**TEXT PROVIDED**
Henry dies just as Glenn starts coughing blood and collapsing into delirium.  As Henry turns, still wearing the intubation tube and bottle, Lizzie decides to coax zombie Henry along the upper cell block's balcony, luring him away, slowly from Glenn.  Since Henry can't walk all that fast, Lizzie has until she dead ends or finds a way to stab Henry in the head before she's in trouble.  But that's too easy.  Lizzie stumbles, and Henry is on top of her, until Hershel literally grabs Henry and tosses him over the balcony, into the chain link net preventing former Death Row inmates from attempting suicide.

Some of Tom Sawyer's nerve but not all his brains

Maggie reaches A Block and uselessly swings her axe at the bulletproof glass.  She goes around to try the other side of A Block.

**Collected data**
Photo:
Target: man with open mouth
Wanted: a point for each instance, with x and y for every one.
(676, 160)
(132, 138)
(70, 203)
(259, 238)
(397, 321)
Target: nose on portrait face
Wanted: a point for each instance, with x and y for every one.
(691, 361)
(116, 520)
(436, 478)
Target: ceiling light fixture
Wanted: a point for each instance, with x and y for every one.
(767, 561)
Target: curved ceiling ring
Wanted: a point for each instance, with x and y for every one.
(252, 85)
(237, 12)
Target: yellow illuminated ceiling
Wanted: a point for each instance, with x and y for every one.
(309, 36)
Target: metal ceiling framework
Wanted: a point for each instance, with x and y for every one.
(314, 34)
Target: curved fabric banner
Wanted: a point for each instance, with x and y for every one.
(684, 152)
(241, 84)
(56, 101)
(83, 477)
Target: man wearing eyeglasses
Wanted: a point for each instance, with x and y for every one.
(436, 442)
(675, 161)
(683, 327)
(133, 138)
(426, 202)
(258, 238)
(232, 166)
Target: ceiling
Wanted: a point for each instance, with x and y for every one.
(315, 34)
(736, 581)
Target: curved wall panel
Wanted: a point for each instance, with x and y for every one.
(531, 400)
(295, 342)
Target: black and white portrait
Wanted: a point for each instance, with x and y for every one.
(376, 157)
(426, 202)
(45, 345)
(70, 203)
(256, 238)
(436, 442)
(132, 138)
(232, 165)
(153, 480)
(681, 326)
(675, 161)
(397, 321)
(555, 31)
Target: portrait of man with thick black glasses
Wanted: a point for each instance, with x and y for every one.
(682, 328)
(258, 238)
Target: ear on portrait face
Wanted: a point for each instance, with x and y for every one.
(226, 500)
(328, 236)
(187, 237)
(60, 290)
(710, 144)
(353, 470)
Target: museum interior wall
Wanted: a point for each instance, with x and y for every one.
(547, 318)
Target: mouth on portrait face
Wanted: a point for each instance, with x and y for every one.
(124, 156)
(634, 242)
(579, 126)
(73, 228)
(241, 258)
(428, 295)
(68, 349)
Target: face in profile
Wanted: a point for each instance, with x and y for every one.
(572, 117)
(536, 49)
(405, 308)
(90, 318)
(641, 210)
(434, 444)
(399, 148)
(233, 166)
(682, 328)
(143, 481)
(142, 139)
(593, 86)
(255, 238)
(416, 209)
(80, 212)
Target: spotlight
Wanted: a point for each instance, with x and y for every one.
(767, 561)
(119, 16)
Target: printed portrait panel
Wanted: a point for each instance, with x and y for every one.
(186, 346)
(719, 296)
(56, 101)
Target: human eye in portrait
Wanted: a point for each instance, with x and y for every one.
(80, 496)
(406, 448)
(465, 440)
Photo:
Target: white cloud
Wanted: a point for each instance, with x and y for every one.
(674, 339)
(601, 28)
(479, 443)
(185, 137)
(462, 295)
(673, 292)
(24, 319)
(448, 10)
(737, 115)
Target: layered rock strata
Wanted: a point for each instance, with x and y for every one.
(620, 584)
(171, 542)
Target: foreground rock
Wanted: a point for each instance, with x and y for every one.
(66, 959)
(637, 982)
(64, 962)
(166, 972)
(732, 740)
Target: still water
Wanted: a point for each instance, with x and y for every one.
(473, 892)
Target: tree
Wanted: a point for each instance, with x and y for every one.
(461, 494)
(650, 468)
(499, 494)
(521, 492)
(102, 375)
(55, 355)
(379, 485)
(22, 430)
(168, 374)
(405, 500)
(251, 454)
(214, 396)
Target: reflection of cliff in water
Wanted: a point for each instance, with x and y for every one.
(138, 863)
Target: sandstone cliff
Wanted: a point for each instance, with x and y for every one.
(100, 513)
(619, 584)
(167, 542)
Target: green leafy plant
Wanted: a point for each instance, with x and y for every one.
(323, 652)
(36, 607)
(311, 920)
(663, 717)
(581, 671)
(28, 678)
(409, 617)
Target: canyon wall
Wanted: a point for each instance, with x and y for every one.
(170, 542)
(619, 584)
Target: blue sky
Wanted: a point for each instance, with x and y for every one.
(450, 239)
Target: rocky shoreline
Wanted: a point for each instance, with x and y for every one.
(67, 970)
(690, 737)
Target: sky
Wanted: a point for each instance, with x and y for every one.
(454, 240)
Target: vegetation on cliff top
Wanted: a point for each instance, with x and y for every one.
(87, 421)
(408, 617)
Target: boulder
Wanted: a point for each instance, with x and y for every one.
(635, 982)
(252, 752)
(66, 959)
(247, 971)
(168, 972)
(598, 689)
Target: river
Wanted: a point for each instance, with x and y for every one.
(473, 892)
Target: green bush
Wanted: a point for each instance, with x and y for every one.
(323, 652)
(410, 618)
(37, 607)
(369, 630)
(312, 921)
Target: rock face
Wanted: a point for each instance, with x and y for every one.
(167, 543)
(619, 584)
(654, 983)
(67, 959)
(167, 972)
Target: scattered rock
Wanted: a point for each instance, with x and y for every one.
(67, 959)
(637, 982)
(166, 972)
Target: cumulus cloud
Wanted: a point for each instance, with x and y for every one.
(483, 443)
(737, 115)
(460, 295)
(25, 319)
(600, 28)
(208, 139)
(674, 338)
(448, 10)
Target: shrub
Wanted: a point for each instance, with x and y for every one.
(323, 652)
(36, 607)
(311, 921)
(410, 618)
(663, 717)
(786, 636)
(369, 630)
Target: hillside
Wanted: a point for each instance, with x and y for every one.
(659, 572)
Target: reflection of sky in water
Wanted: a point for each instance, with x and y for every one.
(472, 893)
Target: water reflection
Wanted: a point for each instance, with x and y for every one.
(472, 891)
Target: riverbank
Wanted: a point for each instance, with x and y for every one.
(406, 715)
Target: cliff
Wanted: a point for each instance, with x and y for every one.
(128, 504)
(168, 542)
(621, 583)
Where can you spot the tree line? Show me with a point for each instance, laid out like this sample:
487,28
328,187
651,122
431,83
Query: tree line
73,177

**TASK GOAL**
Retype the part of the episode recap above starting at "Henry dies just" and ending at "of A Block.".

**TASK ANSWER**
Henry dies just as Glenn starts coughing blood and collapsing into delirium.  As Henry turns, still wearing the intubation tube and bottle, Lizzie decides to coax zombie Henry along the upper cell block's balcony, luring him away, slowly from Glenn.  Since Henry can't walk all that fast, Lizzie has until she dead ends or finds a way to stab Henry in the head before she's in trouble.  But that's too easy.  Lizzie stumbles, and Henry is on top of her, until Hershel literally grabs Henry and tosses him over the balcony, into the chain link net preventing former Death Row inmates from attempting suicide.

Some of Tom Sawyer's nerve but not all his brains

Maggie reaches A Block and uselessly swings her axe at the bulletproof glass.  She goes around to try the other side of A Block.